··· Record list ···

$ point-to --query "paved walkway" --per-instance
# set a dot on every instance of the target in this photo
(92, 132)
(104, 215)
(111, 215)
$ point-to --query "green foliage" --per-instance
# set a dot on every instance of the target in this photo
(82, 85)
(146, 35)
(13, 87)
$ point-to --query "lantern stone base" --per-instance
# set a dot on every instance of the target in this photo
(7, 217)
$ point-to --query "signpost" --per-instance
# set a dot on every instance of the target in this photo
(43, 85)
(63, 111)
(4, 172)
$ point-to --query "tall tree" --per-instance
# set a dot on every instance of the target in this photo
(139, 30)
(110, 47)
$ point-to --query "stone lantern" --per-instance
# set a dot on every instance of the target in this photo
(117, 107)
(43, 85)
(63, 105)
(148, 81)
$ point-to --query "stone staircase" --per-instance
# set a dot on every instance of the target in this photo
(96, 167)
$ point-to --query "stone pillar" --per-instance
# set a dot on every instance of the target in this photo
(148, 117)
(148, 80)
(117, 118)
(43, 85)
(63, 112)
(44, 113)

···
··· Record list ···

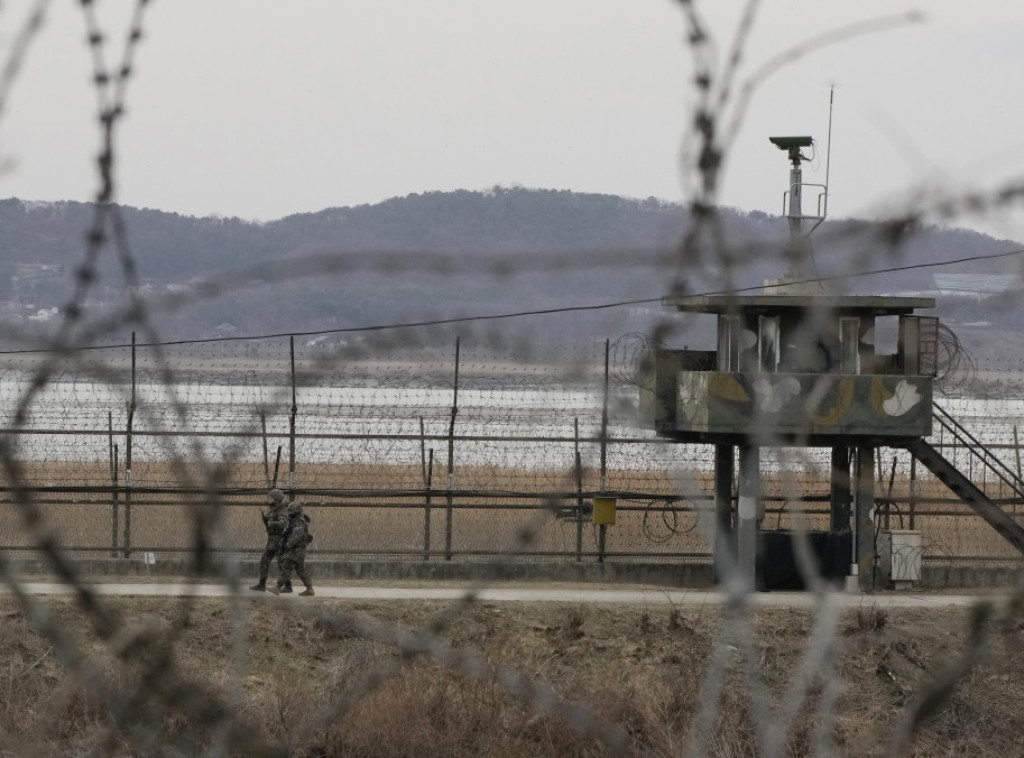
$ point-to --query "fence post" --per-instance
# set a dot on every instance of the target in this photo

···

* Problem *
How many lines in the data above contain the string "stone"? Case counts, so capitalized forms don't match. Reply with the number alone.

* Result for this task *
4